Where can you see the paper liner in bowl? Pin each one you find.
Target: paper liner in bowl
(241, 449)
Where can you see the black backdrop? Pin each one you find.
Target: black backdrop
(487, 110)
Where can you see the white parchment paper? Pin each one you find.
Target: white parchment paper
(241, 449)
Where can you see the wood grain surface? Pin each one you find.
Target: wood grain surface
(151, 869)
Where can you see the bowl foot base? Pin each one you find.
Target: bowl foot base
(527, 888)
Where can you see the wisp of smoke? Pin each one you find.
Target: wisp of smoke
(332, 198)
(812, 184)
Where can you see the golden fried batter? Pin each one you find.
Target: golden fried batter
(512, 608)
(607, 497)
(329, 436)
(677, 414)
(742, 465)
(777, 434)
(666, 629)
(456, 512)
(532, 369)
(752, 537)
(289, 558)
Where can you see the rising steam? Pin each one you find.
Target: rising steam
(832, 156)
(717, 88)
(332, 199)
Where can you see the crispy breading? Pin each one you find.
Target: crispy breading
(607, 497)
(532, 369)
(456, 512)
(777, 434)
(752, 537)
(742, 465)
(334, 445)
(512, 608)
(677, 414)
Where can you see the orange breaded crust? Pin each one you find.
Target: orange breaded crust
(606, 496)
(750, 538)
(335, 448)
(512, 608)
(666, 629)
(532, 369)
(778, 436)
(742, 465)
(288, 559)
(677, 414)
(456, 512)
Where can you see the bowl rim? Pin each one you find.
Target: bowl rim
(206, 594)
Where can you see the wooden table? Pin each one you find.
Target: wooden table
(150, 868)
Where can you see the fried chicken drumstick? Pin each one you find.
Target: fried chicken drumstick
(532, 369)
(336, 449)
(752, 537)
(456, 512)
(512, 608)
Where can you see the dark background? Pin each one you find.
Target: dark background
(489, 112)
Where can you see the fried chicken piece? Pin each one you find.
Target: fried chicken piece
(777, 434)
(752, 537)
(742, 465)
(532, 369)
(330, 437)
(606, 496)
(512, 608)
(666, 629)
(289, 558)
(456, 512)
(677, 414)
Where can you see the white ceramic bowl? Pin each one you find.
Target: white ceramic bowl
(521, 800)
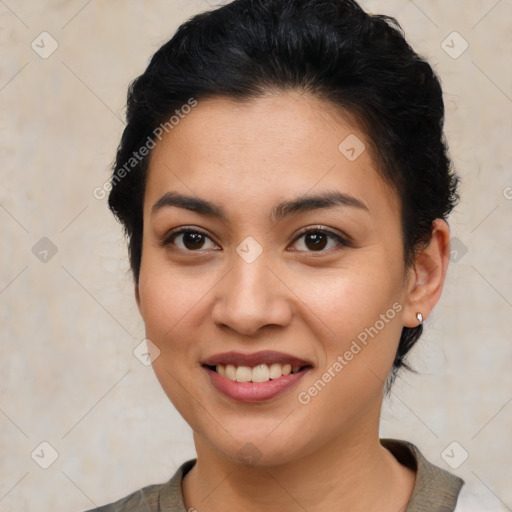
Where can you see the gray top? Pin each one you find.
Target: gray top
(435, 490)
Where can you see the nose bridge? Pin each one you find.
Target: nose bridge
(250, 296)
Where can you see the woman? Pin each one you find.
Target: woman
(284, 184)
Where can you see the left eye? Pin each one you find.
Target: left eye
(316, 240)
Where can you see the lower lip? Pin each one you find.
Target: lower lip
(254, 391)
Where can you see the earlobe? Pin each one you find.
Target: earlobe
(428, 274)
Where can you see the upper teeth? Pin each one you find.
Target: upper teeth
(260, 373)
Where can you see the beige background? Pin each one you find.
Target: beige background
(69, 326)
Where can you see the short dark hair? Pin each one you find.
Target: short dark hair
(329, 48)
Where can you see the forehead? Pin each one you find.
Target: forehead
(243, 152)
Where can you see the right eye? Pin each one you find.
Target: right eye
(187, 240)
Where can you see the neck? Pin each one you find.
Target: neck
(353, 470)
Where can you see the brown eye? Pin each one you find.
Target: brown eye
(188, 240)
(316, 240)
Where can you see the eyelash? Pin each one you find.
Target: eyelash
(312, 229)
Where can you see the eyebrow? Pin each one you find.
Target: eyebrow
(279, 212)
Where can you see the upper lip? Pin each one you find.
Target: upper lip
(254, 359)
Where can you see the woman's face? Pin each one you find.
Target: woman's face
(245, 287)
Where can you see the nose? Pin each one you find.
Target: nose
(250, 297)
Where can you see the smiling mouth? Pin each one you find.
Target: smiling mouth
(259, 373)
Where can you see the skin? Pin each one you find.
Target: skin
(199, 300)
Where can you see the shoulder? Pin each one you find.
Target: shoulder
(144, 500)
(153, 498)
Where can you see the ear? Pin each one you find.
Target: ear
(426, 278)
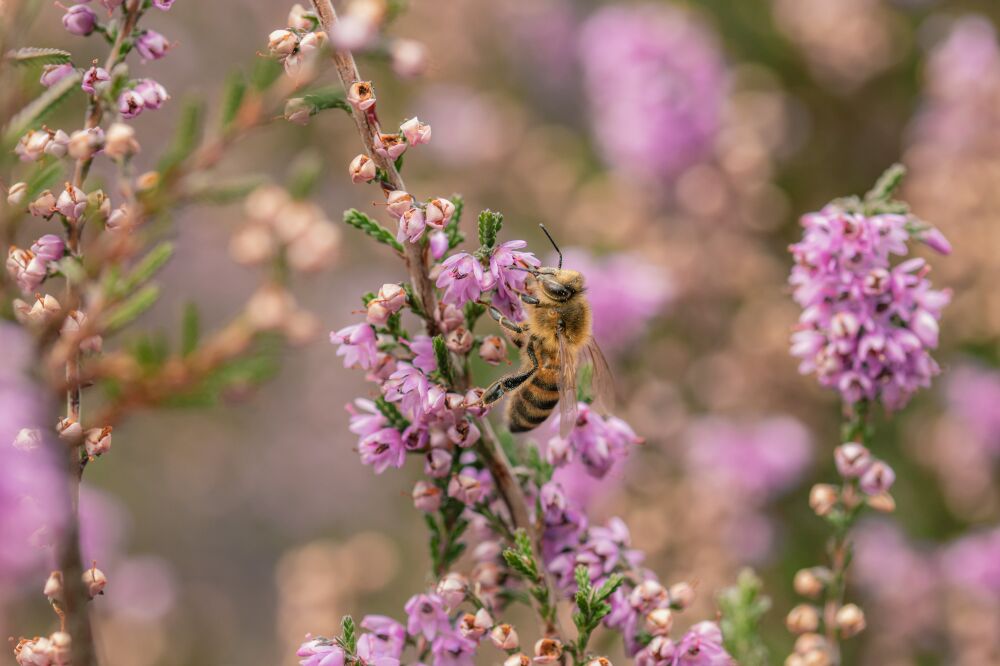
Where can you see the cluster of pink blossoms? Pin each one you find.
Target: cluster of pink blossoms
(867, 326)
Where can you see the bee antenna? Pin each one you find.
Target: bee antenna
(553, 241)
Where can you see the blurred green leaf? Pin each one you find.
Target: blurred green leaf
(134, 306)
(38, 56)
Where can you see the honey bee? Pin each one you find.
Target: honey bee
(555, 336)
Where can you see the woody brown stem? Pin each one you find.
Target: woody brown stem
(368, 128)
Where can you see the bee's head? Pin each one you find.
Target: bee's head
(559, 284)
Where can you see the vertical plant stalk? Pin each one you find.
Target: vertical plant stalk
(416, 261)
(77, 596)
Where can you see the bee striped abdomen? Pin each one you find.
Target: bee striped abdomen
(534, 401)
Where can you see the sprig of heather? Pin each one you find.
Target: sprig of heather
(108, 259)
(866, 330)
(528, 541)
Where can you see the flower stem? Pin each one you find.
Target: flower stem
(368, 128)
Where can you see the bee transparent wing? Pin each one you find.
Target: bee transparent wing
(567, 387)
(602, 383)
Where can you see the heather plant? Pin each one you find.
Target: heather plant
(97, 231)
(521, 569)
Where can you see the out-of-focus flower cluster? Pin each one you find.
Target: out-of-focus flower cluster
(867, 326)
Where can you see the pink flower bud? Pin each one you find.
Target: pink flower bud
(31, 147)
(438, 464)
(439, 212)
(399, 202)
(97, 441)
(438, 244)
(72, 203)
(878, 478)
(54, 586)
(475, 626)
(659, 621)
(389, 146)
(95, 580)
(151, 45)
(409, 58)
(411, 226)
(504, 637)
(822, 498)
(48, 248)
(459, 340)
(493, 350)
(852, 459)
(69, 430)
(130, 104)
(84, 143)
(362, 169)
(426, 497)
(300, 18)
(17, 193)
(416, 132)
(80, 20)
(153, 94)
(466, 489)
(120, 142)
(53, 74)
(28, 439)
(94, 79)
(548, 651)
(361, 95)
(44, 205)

##########

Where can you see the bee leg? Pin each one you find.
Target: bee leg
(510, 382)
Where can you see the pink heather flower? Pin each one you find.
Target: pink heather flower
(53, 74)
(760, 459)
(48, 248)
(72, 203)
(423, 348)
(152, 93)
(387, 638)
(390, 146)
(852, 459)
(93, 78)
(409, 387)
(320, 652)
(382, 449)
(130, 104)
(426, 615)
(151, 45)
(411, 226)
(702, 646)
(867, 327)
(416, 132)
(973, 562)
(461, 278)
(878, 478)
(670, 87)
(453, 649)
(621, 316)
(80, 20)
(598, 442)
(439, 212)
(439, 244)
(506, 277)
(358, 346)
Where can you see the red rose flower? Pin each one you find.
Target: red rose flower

##########

• What the exercise asks
Going down the listing above, begin printing at the line with "Where can you see the paper" and finish with the line with "Where can you see the orange", exactly as they appear.

• Written solution
Where can you see the paper liner in bowl? Pin each one you find.
Target: paper liner in bowl
(241, 449)
Where can you see the black backdrop? Pin each one you find.
Target: black backdrop
(487, 110)
Where can you see the white parchment paper? Pin each one you find.
Target: white parchment paper
(241, 449)
Where can you see the wood grain surface? Pin each one you find.
Target: wood grain surface
(151, 869)
Where can you see the bowl foot base? Pin each one you find.
Target: bowl foot base
(527, 888)
Where can you see the wisp of smoke? Pin each one you find.
Target: wisp of smoke
(332, 198)
(812, 184)
Where can you see the golden fried batter? Pin each one you find.
Target: golden fried batter
(512, 608)
(607, 497)
(329, 436)
(677, 414)
(742, 465)
(777, 434)
(666, 629)
(456, 512)
(532, 369)
(752, 537)
(289, 558)
Where can you see the rising steam? Pin each one you find.
Target: rising steam
(832, 156)
(717, 88)
(332, 199)
Where can you see the crispy breading? Pin each one you find.
Target: crispy breading
(607, 497)
(532, 369)
(456, 512)
(777, 434)
(752, 537)
(742, 465)
(334, 445)
(512, 608)
(677, 414)
Where can you see the orange breaded crust? Pin each one you find.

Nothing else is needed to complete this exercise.